— Start Reading text —

Recently, learning object detectors with noisy data have gained a surge of interest, several approaches [1, 5, 25, 47] have made attempted to tackle noisy annotations. These approaches often assume that the noise occurs both on category labels and bounding box annotations, and devise a disentangled architecture to learn object detectors. Different from previous work, we focus on object detection with noisy bounding box annotations. The reasons are two-fold: i) due to the ambiguities of the objects [20] and the crowd-sourcing labeling process, box noise commonly exists in the real world; ii) object detection datasets [23] often involve object class verification, thus we consider noisy category labels are less severe than inaccurate bounding boxes.

Motivated by the observation that localization precision suffers significantly from inaccurate bounding boxes while classification accuracy is less affected (Fig. 2), we propose leveraging classification as a guidance signal for localization. Specifically, we present an Object-Aware Multiple Instance Learning approach by treating each object as a bag of instances, where the concept of the object bag is illustrated in Fig. 2. The idea is to select accurate instances from the object bags for training, instead of using inaccurate box annotations. Our approach is featured with object-aware instance selection and object-aware instance extension. The former is designed to select accurate instances and the latter to generate high-quality instances for selection. The optimization process involves jointly training the instance selector, the instance classifier, and the instance generator. To validate the effectiveness of our approach, we experiment on both synthetic noisy datasets (i.e., noisy PASCAL VOC 2007 [14] and MS-COCO [28]) and real noisy wheat head dataset [8, 9]. The main contributions are as follows:

  • We contribute a novel view for learning object detectors with inaccurate bounding boxes by treating an object as a bag of instances;

  • We present an Object-Aware Multiple Instance Learning approach, featured by object-aware instance selection and object-aware instance extension;

  • OA-MIL exhibits generality on off-the-shelf object detectors and obtains promising results on the synthetic and the real noisy datasets.

— End Reading text —
— Start Supplied data —

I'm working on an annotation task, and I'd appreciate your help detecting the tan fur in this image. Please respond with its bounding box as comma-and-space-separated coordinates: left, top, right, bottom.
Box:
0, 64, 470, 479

— End Supplied data —

> _The tasks_
1. According to the object detection text, what real noisy dataset is used to test the approach?
2. Carry the object detection text forward, picking up right after its final bullet point.

> _Answers_
1. The wheat head dataset.

2.
2 Related Work

Learning with Noisy Labels. Training accurate DNNs under noisy labels has been an active research area. A major line of research focuses on the classification task, and develops various techniques to deal with noisy labels, such as sample selection [18, 21], label correction [32, 37], and robust loss functions [16, 50]. Recently, much effort [1, 5, 25, 33, 47] has been devoted to the object detection task. Simon et al. [5] first investigate the impact of different types of label noise on object detection, and propose a per-object co-teaching method to alleviate the effect of noisy labels. On the other hand, Li et al. [25] propose a learning framework that alternately performs noise correction and model training to tackle noisy annotations, where the noisy annotations consist of noisy category labels and noisy bounding boxes. Xu et al. [47] further introduce a meta-learning based approach to tackle noisy labels by leveraging a few clean samples.

In contrast to previous works, we emphasize learning object detectors with inaccurate bounding boxes and contribute a novel Object-Aware MIL view to addressing this problem. In addition, we do not assume the accessibility to clean box annotations as previous work [47] does.

Weakly-Supervised Object Detection (WSOD). WSOD refers to learning object detectors with only image-level labels. The majority of previous works formulate WSOD as a multiple instance learning (MIL) problem [13], where each image is considered as a “bag” of instances (instances are tentative object proposals) with image-level label. Under this formulation, the learning process alternates between detector training and object location estimation. Since MIL leads to a non-convex optimization problem, solvers may get stuck in local optima. Accordingly, much effort [2, 7, 11, 35, 36, 38] has been made to help the solution escape from local optima. Recently, deep MIL methods [3] emerge. However, the non-convexity problem remains. To address this problem, various techniques have been developed, including spatial regularization [3, 12, 44], context information [22, 46], and optimization strategy [12, 24, 39, 44, 45]. For example, Zhang et al. [48] tackle noisy initialized object locations in WSOD and propose a self-directed localization network to identify noisy object instances.

In this work, we tackle learning object detectors with noisy box annotations, which is different from WSOD where only image-level labels are given. Despite we also formulate object detection as a MIL problem, we remark that our formulation is significantly different from WSOD in two aspects: i) we establish the concept of the bag on the object instead of on the image, which encodes object-level information; ii) we dynamically construct the object bag instead of using a fixed one as in WSOD, yielding a higher performance upper bound.

Semi-Supervised Object Detection (SSOD). SSOD aims to train object detectors with a large scale of image-level annotations and a few box-level annotations. Some prior works [40, 41, 42] address SSOD by knowledge transfer, where the information is transferred from source classes with bounding-box labels to target classes with only image-level labels. Other than the knowledge transfer paradigm, a recent work [15] adopts a training-mining framework and proposes a noise-tolerant ensemble RCNN to eliminate the harm of noisy labels.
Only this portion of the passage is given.